**TO BE DONE**
Format the items below as a two-column CSV with the headers text and answer, covering only those between the lines holding "Target: ceiling-mounted projector" and "x=553, y=69", inclusive. Give one row per item, with each field in double quotes and line breaks replaced by spaces.

**PROVIDED MATERIAL**
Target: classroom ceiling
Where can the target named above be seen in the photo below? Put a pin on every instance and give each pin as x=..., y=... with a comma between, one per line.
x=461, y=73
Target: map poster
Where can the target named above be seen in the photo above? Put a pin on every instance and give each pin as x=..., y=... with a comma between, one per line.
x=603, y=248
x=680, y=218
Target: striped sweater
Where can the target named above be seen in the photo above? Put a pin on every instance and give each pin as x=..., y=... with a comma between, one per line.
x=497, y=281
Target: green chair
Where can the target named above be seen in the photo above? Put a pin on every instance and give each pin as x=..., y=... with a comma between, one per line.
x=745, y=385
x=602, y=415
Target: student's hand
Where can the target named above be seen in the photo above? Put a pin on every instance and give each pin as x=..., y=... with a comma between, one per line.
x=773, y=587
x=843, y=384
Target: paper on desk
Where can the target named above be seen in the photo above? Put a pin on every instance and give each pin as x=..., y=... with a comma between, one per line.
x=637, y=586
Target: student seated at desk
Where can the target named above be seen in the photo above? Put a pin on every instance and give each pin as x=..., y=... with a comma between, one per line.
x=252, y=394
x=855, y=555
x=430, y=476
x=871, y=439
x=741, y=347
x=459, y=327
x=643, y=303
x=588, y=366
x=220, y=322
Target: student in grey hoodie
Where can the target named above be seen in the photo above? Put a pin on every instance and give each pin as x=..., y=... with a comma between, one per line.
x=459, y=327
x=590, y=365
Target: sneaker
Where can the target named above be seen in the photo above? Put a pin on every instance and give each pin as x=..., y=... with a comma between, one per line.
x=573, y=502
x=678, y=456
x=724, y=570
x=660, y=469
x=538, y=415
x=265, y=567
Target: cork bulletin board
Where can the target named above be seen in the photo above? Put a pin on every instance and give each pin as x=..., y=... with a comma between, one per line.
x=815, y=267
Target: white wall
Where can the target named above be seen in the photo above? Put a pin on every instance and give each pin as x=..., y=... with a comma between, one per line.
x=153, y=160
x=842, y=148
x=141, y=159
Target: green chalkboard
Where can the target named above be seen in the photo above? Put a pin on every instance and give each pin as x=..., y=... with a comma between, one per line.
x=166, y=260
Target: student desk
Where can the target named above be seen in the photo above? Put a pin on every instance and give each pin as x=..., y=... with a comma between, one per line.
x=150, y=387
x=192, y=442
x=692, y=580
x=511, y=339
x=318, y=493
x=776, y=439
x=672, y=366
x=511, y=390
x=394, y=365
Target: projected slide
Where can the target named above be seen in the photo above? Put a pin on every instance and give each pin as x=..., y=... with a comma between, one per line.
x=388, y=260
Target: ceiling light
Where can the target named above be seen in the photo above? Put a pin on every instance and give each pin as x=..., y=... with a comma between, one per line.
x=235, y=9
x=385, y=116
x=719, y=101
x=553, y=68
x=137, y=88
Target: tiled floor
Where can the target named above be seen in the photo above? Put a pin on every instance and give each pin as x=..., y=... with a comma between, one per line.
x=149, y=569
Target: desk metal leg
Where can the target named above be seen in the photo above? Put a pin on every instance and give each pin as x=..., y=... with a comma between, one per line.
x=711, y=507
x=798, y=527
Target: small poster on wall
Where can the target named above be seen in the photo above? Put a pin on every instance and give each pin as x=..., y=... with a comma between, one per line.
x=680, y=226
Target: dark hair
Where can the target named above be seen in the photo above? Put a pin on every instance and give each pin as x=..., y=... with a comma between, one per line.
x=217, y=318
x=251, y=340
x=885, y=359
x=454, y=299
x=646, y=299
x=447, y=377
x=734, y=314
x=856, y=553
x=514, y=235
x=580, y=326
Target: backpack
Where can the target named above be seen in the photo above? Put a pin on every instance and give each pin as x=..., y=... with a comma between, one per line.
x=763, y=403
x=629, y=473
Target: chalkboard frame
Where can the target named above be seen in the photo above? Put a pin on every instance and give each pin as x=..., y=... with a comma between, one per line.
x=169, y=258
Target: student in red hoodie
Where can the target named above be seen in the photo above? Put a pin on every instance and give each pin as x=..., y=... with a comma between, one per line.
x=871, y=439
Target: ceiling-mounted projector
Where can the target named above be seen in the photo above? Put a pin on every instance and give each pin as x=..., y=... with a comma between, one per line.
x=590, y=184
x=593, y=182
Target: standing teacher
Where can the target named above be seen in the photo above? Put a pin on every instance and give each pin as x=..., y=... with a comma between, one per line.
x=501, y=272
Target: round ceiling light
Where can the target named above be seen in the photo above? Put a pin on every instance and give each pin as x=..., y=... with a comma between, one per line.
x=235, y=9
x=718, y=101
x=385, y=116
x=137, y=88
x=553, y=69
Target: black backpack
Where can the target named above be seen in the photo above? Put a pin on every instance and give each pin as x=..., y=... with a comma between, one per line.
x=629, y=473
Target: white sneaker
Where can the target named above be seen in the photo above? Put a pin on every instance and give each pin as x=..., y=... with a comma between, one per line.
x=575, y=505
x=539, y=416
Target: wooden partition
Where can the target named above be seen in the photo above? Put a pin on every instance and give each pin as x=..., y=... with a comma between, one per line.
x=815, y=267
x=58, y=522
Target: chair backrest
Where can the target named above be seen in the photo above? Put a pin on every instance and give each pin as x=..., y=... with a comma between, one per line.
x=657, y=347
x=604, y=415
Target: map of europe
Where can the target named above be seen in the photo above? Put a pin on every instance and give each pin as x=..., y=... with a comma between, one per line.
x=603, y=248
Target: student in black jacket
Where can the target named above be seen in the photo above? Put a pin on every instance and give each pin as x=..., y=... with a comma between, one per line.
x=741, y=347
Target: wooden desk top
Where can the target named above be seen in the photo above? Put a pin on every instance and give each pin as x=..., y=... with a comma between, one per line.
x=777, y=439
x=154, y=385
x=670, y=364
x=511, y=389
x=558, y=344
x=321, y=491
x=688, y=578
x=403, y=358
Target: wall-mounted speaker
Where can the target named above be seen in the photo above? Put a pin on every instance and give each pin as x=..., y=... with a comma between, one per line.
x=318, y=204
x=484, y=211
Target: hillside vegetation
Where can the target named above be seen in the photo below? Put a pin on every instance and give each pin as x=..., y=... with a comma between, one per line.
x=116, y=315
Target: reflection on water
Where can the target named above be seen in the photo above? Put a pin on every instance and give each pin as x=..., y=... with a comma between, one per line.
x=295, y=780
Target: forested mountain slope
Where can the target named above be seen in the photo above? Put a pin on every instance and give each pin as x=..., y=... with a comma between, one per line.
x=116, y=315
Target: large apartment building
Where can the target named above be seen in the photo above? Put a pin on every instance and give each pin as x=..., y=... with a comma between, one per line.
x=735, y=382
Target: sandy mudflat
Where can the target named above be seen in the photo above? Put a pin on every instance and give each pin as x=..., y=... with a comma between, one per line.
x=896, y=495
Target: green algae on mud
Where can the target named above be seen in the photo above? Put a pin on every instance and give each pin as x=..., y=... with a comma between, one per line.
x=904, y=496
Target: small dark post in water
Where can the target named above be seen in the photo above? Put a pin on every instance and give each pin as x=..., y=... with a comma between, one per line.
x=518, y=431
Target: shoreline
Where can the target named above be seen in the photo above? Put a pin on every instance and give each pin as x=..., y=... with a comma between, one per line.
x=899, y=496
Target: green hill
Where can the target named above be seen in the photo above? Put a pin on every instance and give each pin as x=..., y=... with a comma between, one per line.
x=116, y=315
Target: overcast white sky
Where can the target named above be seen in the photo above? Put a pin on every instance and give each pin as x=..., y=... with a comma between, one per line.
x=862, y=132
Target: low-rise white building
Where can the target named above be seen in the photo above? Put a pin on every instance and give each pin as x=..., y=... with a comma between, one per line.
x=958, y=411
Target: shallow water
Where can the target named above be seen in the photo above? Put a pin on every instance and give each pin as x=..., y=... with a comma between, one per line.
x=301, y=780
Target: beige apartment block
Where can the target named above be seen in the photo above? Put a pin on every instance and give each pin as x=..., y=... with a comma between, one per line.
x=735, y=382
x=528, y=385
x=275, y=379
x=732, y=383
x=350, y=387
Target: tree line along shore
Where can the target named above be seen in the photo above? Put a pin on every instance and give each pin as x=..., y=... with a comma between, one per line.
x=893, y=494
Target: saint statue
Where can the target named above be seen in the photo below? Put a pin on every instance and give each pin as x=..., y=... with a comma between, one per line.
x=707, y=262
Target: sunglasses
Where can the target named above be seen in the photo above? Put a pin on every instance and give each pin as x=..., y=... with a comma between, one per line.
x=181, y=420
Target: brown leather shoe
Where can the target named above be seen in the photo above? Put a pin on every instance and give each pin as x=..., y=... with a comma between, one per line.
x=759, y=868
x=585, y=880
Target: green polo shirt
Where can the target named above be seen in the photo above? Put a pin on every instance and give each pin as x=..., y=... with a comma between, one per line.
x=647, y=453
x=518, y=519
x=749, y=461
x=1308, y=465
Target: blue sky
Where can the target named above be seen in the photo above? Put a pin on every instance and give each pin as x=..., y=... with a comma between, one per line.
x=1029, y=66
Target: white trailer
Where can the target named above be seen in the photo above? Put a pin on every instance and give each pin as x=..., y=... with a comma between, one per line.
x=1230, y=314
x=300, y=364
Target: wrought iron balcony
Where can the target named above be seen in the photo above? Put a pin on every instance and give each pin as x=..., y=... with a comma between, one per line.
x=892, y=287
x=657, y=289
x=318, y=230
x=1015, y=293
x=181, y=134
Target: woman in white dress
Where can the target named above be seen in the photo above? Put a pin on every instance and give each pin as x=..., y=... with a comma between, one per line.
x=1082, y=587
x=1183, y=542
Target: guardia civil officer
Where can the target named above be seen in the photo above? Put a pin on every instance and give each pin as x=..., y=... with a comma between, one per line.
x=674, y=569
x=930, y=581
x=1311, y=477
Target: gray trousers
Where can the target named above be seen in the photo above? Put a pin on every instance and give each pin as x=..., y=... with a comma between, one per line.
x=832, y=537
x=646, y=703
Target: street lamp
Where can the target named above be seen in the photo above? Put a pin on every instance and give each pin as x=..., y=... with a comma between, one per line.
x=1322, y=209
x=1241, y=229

**TASK ANSWER**
text,answer
"Target: ceiling-mounted projector Where can the target named above be seen in the photo above? Put a pin on every instance and give each pin as x=..., y=... with a comma between, one per line.","x=590, y=184 x=593, y=182"
"Target: standing teacher Where can the target named above be seen in the photo above? Put a pin on every instance and give each pin as x=..., y=... with a comma between, one per line.","x=501, y=272"
"Target: round ceiling light Where can the target named above be seen in the photo above? Put a pin on every instance and give each pin as x=..., y=... with a comma between, one per line.","x=235, y=9 x=718, y=101 x=385, y=116 x=137, y=88 x=553, y=69"